Description of the task: How does this sentence from the Haxe issue below read in Spanish: "The problem is that every additional variable causes an additional pass to be run over the entire expression."?

Article:
HaxeFoundation / haxe

Haxe - The Cross-Platform Toolkit
https://haxe.org
6.15k stars 656 forks source link

Analyzer Fusion order of operations #10842

Open Simn opened 1 year ago

Simn commented 1 year ago

I noticed that the analyzer's fusion module struggles with a particular pattern:

@:analyzer(fusion_debug)
function main() {
    var a = getValue();
    var b = getValue();
    var c = [a, b];
    trace(c);
}

@:pure(false)
function getValue() {
    return 1;
}

Here's what happens:

  1. It attempts to fuse a, but fails due to the side effect on var b = getValue().
  2. It then attempts to fuses b, and succeeds.
  3. Because something has changed, the algorithm re-enters and then successfully fuses a.

While this doesn't look particularly bad at first glance, it scales really poorly. The problem is that every additional variable causes an additional pass to be run over the entire expression. This is facilitated by the transformer generating lots of temporary variables which are then fused together.

Provided data:
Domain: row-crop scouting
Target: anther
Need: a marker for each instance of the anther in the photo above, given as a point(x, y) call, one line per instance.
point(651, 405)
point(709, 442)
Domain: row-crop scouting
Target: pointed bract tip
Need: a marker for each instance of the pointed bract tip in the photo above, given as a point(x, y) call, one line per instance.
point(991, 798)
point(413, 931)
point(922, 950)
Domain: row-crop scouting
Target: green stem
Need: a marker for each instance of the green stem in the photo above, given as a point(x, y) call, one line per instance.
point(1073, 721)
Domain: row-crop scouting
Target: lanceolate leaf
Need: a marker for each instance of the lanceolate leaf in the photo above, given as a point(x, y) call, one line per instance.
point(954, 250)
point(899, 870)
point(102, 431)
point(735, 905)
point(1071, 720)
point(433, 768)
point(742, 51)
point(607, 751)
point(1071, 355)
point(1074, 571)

Response to this task: El problema es que cada variable adicional hace que se ejecute una pasada adicional sobre toda la expresión.